Starting from the line containing "window in the photograph above.", write out the rest of the entries exactly, through the final line, including nothing else.

[Data extracted from a collection]
● ● ● ●
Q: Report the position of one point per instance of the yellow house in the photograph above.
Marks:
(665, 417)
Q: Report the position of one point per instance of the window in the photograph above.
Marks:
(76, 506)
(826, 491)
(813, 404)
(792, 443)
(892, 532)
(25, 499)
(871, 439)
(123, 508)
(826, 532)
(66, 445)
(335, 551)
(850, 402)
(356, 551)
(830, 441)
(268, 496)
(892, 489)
● ● ● ●
## Full response:
Q: Report the position of one point per instance of the window in the photograph above.
Marks:
(76, 506)
(826, 491)
(813, 404)
(792, 443)
(892, 532)
(25, 499)
(871, 439)
(123, 508)
(826, 532)
(66, 445)
(335, 551)
(850, 402)
(356, 551)
(830, 441)
(268, 496)
(892, 489)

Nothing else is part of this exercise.